**Article**
-*-
While average account balances decreased by 20% in 2022, participant behavior in retirement plans mostly remained positive, as most continued to maintain a long-term view on their retirement savings goals.
Why? Continued adoption of automatic enrollment over the last two decades and the use of professionally managed allocations are two big reasons, according to a preview of Vanguard’s annual How America Saves report, which exams data from nearly 5 million defined contribution (DC) plan participants across the firm’s recordkeeping business.
“Participant outcomes remained strong as plan sponsors continued to implement automatic solutions and leverage human inertia to influence decision-making, even in the face of the challenging economic environment of 2022,” writes Jeffrey Clark, Senior Research Analyst at Vanguard.
-*-
**Information supplied**

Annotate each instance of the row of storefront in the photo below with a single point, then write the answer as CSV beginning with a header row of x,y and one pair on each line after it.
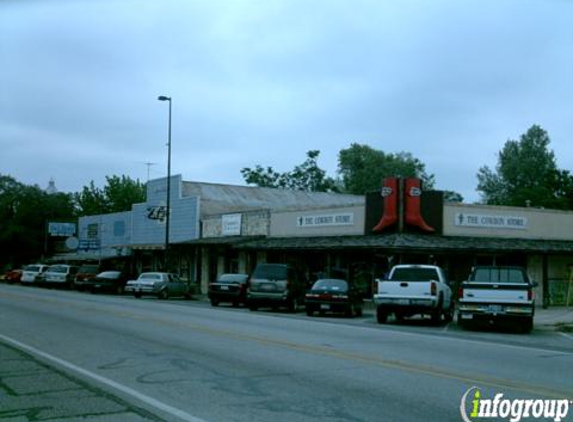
-*-
**Directions**
**A.** In the retirement savings article, turn the paragraph beginning "Why? Continued adoption" into a short bulleted list that keeps its main facts.
**B.** Carry the retirement savings article forward from its final sentence.

**Answers by task**
**A.**
- Two big reasons participant behavior stayed mostly positive: continued adoption of automatic enrollment over the last two decades, and the use of professionally managed allocations.
- Source: a preview of Vanguard's annual How America Saves report.
- The report draws on data from nearly 5 million defined contribution (DC) plan participants across Vanguard's recordkeeping business.

**B.**
In fact, nearly 4 in 10 participants increased their deferral rate—either on their own or as part of an automatic annual increase—in line with previous years. What’s more, the proportion of participants in professionally managed allocations increased to 66%, while 79% of participants maintained a balanced strategy, up slightly from 78% in 2021. And against a challenging market environment with increased volatility, only 6% of non-advised participants traded, the lowest point in 20 years.
Diving deeper into the data reveals that, as of year-end 2022, 58% of Vanguard plans permitting employee-elective deferrals had adopted an automatic enrollment design, up from 56% in 2021. Not surprisingly, larger plans were more likely to implement automatic enrollment, with 76% of plans with at least 1,000 participants using the feature.
Plan designs also continued to improve. Here, Vanguard found that nearly 6 in 10 plans (59%) with an automatic enrollment design defaulted their employees into the plan at a rate of 4% or higher—a trend that has continued to increase every year. And nearly 7 in 10 plans automatically enrolled employees into an annual escalation feature that increased their deferral percentage.
As to the changes in participant deferral rates, 15% increased their payroll deferral percentage over the course of 2022, while 9% decreased their deferral rate. An additional 24% of participants had their deferral percentage increased from an annual automatic increase. These behaviors, Clark notes, are very much in line with previous years.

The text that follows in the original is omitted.